## Problem details
The answer should be one number: how many lines in the records below contain the word "negative".

*** Records provided ***

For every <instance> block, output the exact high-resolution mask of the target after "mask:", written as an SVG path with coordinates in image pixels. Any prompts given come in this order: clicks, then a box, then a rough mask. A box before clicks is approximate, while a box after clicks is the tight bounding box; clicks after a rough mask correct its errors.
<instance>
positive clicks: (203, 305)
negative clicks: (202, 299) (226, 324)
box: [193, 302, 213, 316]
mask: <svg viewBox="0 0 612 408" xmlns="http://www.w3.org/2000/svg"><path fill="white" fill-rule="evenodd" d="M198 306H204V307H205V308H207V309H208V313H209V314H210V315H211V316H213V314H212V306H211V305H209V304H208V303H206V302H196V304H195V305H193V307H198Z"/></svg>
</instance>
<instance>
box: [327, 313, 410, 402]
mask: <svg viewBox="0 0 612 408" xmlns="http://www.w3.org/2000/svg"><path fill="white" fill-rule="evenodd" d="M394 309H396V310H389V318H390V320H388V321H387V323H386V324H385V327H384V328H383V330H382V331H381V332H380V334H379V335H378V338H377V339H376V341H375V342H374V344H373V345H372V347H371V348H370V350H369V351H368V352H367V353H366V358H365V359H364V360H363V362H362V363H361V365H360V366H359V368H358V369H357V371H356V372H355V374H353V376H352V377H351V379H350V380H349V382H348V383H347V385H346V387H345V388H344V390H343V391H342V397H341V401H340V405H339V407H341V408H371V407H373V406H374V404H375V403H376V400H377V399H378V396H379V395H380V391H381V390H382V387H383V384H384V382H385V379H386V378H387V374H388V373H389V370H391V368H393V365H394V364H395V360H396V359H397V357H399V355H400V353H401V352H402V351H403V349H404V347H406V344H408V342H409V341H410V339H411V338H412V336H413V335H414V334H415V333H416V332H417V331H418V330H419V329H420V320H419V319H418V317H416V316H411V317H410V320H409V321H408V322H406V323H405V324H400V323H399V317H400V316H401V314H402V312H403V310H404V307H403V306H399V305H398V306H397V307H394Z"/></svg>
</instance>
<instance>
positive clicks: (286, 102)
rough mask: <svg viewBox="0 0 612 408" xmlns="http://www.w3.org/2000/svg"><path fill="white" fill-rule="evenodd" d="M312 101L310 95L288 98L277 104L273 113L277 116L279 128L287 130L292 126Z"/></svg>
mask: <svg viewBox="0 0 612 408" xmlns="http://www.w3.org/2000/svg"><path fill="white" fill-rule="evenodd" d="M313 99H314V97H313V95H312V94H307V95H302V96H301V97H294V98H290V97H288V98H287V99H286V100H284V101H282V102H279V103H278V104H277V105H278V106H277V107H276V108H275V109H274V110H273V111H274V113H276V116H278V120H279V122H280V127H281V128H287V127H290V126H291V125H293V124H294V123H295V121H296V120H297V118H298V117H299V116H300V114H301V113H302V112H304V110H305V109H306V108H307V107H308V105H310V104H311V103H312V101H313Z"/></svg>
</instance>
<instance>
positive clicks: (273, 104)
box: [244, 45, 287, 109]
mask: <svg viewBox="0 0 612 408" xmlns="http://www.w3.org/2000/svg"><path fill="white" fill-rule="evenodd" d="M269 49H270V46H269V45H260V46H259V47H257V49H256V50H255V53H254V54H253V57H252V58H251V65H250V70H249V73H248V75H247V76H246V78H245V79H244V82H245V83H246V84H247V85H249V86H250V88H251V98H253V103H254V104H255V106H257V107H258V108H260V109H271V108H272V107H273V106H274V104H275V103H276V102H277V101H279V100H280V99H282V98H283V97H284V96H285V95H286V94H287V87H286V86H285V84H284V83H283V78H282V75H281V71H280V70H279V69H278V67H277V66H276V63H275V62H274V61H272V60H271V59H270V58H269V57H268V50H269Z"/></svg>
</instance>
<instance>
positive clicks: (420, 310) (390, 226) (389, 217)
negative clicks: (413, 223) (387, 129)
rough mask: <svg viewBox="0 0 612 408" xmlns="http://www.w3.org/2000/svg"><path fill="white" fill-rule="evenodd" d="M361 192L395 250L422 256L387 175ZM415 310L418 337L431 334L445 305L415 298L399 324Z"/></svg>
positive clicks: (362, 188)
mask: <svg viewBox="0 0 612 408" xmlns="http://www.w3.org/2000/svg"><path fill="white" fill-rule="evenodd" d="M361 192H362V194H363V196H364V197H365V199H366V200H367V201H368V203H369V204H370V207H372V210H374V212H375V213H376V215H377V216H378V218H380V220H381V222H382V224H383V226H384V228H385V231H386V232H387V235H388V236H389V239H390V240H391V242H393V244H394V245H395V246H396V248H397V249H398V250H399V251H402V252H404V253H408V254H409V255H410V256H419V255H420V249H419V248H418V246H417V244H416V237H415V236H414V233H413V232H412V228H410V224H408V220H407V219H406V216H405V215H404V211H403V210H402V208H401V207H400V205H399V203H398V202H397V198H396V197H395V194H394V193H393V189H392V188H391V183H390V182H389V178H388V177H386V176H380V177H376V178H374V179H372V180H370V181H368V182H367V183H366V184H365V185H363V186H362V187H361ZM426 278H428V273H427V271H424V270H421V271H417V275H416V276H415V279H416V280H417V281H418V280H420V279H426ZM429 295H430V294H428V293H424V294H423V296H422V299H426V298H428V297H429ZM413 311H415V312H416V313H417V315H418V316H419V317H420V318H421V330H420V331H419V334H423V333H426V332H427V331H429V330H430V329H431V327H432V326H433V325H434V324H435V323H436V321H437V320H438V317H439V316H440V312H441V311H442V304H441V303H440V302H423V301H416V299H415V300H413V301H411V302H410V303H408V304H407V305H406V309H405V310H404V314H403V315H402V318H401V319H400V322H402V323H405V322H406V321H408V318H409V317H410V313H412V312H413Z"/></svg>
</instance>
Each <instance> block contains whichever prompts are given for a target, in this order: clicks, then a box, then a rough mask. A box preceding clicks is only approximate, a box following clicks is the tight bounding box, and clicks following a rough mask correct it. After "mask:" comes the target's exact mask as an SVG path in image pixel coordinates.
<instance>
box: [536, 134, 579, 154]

*** End of Records provided ***

## Answer to the problem
2